◆ FRAGMENTO DEL TEXTO ◆
■ ■ ■
Desafortunadamente, los criterios sobre patentes de software alrededor del mundo no son tan tajantes como la ley mexicana, la rusa y la india; que sí lo prohíben; o caso contrario como la ley japonesa o la ley estadounidense que comenzó a conceder todo tipo de patentes de software a partir de los 1990s. No existe un consenso sobre qué características en un programa podrían hacerlo patentable. Las interpretaciones son el tema de fuertes luchas políticas y económicas, como también lo es en primera instancia la existencia misma de patentes de software, sin importar qué se le mire a éstas últimas.

Nosotros en esencia exigimos distinguir entre patentes de software sobre ideas no computacionales pero que involucran el uso de un sistema de cómputo, y patentes sobre cosas intrínsecamente computacionales como algoritmos o estructuras de datos. Las primeras se pueden discriminar aún más según el tipo de innovación que se alega. Por ejemplo, usar algún método conocido y resuelto, como imprimir una nota de venta en lugar de llenarla tradicionalmente, sería patentable en Japón pero no en Canadá; sin embargo Canadá o la Unión Europea sí concederían la misma patente si la nota de venta no fuera tan obvia. Otras jurisdicciones distinguen si la idea en cuestión es un método de negocio o no.

Las patentes de software son criticadas en cualquier caso. A continuación se mencionan los problemas:

Naturaleza compositiva del software

Cualquier programa de computadora no trivial necesita combinar muchísimas ideas y algoritmos para resolver todos los sub-problemas que lo llevan a ser funcional. Como una obra musical o una novela, el autor necesita operar con algunos elementos básicos que deben permanecer libres si quiere poder crear algo. Imagine que un acorde musical, o el ritmo de la cumbia, o una combinación de instrumentos estuvieran patentados. La situación es análoga a lo que sucede con las patentes de software. ¿Qué pasaría si alguien tuviera un monopolio sobre las historias que involucran a un personaje masculino que forma parte de una expedición que hace contacto con una civilización desconocida, la cual se ve amenazada por los visitantes, y a su llegada el protagonista tiene la opción de cambiar de bando y enamorarse de la princesa de los nativos? De un solo tiro esa patente acabaría con historias como La Princesa Mononoke, Pocahontas, Atlantis y Avatar. La tarea de hacer arte que no infringiera ninguna patente o que estuviera al corriente con todos los licenciamientos necesarios sería mucho más difícil que la labor artística per se. Esto ha llevado a un grueso de desarrolladores de software a ignorar por completo las patentes cuando se disponen a programar, a sabiendas de que violan una ley injusta.
■ ■ ■
◆ EJERCICIO DADO A ◆
Extrae del texto sobre patentes de software la parte que empieza con las palabras que contienen "Nosotros en esencia" y termina con "negocio o no.".
◆ EJERCICIO DADO B ◆
Según el texto sobre patentes de software, ¿desde cuándo empezó la ley de Estados Unidos a dar todo tipo de patentes de software?
■ ■ ■
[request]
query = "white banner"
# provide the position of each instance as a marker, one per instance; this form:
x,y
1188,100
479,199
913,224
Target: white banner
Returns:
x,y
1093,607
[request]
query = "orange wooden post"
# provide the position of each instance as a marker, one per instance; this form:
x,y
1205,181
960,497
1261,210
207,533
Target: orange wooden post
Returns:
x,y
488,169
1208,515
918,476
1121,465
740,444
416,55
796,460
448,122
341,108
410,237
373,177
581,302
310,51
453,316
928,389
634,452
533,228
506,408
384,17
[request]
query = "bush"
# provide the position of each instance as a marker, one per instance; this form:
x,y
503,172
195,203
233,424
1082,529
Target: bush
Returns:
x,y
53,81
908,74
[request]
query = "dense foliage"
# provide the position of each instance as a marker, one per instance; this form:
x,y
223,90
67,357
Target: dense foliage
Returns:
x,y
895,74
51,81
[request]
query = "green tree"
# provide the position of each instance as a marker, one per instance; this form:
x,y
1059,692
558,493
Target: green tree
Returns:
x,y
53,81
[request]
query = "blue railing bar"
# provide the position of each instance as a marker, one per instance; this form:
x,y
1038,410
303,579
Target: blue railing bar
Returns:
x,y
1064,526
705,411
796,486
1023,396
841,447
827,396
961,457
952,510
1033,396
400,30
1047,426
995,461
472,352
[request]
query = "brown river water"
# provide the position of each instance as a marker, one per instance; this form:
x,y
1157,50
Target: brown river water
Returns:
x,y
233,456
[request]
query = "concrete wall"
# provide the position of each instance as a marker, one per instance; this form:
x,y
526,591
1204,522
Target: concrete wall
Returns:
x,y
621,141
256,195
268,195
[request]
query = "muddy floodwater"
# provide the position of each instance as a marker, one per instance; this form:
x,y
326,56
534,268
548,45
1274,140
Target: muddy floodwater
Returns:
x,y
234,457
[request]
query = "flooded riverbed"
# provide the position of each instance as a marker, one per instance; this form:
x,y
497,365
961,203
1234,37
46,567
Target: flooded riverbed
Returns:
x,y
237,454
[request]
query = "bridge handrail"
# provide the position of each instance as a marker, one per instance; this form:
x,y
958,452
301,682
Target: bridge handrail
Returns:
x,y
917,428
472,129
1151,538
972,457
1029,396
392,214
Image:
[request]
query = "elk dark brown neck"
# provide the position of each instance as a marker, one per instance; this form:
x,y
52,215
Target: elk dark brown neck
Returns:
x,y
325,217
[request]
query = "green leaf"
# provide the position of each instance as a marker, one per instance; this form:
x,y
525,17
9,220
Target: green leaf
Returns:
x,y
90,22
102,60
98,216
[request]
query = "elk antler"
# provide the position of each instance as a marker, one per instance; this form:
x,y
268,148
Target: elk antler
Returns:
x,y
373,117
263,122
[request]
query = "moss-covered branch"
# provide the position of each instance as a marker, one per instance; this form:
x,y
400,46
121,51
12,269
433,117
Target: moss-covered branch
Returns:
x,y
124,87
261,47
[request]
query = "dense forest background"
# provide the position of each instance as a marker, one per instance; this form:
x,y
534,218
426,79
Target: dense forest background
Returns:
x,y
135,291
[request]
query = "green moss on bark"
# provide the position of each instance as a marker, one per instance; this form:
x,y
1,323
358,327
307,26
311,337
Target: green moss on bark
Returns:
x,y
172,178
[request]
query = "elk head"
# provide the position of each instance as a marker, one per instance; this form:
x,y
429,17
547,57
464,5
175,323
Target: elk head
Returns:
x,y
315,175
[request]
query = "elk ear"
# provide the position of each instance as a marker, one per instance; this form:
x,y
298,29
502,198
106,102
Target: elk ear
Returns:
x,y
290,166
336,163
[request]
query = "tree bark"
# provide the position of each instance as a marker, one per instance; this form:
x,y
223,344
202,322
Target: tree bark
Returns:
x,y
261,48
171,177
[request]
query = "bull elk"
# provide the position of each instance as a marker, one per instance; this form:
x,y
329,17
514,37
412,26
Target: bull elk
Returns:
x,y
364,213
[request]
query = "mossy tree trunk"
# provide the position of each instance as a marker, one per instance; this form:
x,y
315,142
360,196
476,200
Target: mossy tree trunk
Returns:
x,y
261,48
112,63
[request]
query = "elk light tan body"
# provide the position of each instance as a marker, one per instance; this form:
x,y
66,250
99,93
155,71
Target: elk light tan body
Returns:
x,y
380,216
■ ■ ■
◆ RESULTADO A ◆
Nosotros en esencia exigimos distinguir entre patentes de software sobre ideas no computacionales pero que involucran el uso de un sistema de cómputo, y patentes sobre cosas intrínsecamente computacionales como algoritmos o estructuras de datos. Las primeras se pueden discriminar aún más según el tipo de innovación que se alega. Por ejemplo, usar algún método conocido y resuelto, como imprimir una nota de venta en lugar de llenarla tradicionalmente, sería patentable en Japón pero no en Canadá; sin embargo Canadá o la Unión Europea sí concederían la misma patente si la nota de venta no fuera tan obvia. Otras jurisdicciones distinguen si la idea en cuestión es un método de negocio o no.

◆ RESULTADO B ◆
A partir de los 1990s.